■ TEXTAUSZUG:
►
Wie Europa Front gegen die Cyberkrieger machen will
Die Frage wird bald nicht mehr lauten: Welches Büro, Unternehmen, Institut oder Amt wurde Opfer eines Cyberangriffes? Sondern: welches nicht? Die jüngste, spektakuläre Attacke auf die amerikanische Ölpipeline Colonial war heuer nur eine von unzähligen Angriffen auf die kritische Infrastruktur der USA.
Die Zahl der Cyberangriffe steigt weltweit rasant, das ist auch in Europa nicht anders:
Mehr als 300 Angriffe auf „kritische Sektoren“ meldet die EU-Agentur für Cybersicherheit ENISA für das Vorjahr – doppelt so viele wie 2019. Spitäler, Gesundheitszentren, Energie- und Verkehrsnetze, die EU-Kommission und die EU-Arzneimittelagentur wurden heuer schon Opfer von Cyberkriegern.
„Wir müssen uns für diesen neuen Krieg wappnen“, warnt Industrie-Kommissar Thierry Breton schon seit Monaten. Heute, Mittwoch, will die Kommission in Brüssel ein neues Werkzeug aus dem Baukasten ihrer Cyberabwehr-Strategie ziehen: eine EU-weite gemeinsame Cybereinheit.
Sie wäre eine Art schnelle Eingreiftruppe, wenn die Cyberkrieger wieder einmal besonders dreist und gefährlich zugeschlagen haben. Und, das ist die Voraussetzung: wenn der betroffene Staat die eiligen europäischen Anti-Cyberkämpfer zu Hilfe ruft.Möglichkeiten zur gemeinsamen Verfolgung der Cyberangreifer gibt es bereits über Europol, die NATO oder die Kooperation verschiedener EU-Staaten.
◄
■ DEINE AUFGABE:
Setze den Artikel über Europas geplante gemeinsame Cyberabwehr im Anschluss an seinen letzten Satz fort.

■ BEREITGESTELLTE EINTRÄGE:
►
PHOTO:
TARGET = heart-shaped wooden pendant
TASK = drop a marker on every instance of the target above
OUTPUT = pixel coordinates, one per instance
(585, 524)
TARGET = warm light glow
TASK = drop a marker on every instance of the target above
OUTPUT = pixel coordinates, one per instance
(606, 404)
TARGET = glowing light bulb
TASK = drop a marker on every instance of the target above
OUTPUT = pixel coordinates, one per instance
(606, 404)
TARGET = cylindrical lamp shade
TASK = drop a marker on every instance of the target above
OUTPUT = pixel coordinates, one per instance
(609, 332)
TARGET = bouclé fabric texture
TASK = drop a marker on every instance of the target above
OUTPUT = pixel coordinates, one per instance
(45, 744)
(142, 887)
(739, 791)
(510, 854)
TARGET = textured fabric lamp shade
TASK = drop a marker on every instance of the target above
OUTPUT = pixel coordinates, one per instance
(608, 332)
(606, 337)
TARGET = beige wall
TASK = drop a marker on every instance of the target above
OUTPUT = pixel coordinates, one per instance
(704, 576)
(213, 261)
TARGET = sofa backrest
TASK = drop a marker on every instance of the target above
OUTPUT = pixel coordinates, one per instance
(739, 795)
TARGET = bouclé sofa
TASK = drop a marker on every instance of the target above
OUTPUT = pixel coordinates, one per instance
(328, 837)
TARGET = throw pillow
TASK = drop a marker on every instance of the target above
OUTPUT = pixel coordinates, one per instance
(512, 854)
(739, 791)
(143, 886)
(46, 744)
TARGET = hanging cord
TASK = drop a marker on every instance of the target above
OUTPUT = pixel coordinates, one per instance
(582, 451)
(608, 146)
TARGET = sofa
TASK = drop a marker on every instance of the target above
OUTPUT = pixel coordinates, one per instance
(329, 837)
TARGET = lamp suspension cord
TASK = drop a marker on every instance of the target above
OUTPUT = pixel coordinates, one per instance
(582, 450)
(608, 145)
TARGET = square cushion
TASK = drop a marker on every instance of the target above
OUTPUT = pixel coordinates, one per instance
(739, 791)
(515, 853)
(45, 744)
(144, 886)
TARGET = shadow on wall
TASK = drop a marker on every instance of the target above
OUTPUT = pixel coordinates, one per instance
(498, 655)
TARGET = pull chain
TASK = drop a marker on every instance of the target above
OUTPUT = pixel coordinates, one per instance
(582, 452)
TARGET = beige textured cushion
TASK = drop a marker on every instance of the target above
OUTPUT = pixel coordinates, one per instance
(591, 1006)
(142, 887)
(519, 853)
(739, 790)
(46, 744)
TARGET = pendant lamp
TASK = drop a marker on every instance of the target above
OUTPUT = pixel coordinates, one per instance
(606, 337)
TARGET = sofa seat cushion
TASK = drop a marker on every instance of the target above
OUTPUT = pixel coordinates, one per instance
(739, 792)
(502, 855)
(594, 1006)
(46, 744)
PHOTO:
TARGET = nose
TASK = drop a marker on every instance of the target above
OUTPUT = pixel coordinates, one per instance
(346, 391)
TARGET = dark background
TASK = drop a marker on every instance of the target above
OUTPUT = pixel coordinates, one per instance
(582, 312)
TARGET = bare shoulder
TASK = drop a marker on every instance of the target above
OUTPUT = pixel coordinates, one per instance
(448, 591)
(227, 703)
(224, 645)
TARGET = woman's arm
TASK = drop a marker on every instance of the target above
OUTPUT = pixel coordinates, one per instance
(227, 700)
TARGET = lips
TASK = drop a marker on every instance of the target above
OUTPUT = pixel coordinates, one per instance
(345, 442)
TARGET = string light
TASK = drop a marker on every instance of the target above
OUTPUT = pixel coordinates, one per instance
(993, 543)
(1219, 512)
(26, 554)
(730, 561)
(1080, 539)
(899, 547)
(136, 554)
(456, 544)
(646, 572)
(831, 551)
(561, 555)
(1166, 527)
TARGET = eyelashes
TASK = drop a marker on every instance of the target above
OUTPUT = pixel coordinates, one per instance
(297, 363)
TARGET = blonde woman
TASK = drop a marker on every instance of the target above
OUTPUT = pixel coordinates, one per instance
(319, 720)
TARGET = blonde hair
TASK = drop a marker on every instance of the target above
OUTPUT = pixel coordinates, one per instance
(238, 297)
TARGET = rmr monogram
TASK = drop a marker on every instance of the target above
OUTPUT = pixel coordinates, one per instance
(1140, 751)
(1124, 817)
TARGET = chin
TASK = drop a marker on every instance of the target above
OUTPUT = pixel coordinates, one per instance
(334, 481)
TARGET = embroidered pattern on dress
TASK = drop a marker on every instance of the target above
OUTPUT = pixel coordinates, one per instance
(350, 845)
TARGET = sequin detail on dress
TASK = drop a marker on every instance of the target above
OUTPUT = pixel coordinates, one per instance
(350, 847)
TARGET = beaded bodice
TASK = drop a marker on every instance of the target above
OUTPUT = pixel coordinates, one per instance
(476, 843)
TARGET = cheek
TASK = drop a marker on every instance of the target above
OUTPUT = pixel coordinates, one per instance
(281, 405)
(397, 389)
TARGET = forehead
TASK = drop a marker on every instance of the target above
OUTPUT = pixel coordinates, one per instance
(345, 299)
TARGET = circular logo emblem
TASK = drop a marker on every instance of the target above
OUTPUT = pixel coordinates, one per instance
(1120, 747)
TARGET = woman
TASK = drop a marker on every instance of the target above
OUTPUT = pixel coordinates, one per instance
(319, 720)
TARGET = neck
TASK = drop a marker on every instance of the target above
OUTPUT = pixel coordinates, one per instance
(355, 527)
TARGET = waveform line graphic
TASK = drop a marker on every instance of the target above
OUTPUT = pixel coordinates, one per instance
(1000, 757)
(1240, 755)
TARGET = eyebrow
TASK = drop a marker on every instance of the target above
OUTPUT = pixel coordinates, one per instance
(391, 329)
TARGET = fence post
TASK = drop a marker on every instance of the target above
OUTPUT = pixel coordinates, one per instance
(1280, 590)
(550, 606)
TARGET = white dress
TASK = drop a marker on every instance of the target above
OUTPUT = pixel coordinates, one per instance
◄
■ ANTWORT:
Meist aber lassen sich die Staaten bei ihrer Cyberabwehr von niemandem dreinreden, sie bleibt in der nationalen Kompetenz.
"Empfehlung" aus Brüssel
Und so kann die EU-Kommission in Brüssel auch nur „empfehlen“: Die neue gemeinsame Cybereinheit soll bis Ende nächsten Jahres voll einsatzfähig sein. Experten aus EU-Behörden und den EU-Staaten werden sich dann zudem regelmäßig treffen und mögliche Gegenmaßnahmen koordinieren.
Seit dem Vorjahr verfügt die EU erstmals auch über ein eigenes Sanktionsregime gegen Cyberangreifer: Gegen acht Russen und Chinesen wurden nach Hackerangriffen Einreise- und Kontosperren verhängt.
Ransomware-Attacken
Zu den derzeit am heftigsten zunehmenden Hackerangriffen zählen sogenannte Ransomware-Attacken. Der Begriff setzt sich aus Ransom (Lösegeld) und Software zusammen.
Dabei verschaffen sich Kriminelle, wie im Fall der US-Pipeline Colonial, Zugriff auf die Computersysteme und verschlüsseln alle Daten. Erst nach der Zahlung von Lösegeld wird der Entschlüsselungscode herausgerückt.
Rund die Hälfte aller derart attackierten Opfer zahlen, berichtet ein Experte der britischen Sicherheitsfirma Sophos. Der durchschnittliche Schaden, den so ein Angriff verursache: 1,6 Millionen Euro.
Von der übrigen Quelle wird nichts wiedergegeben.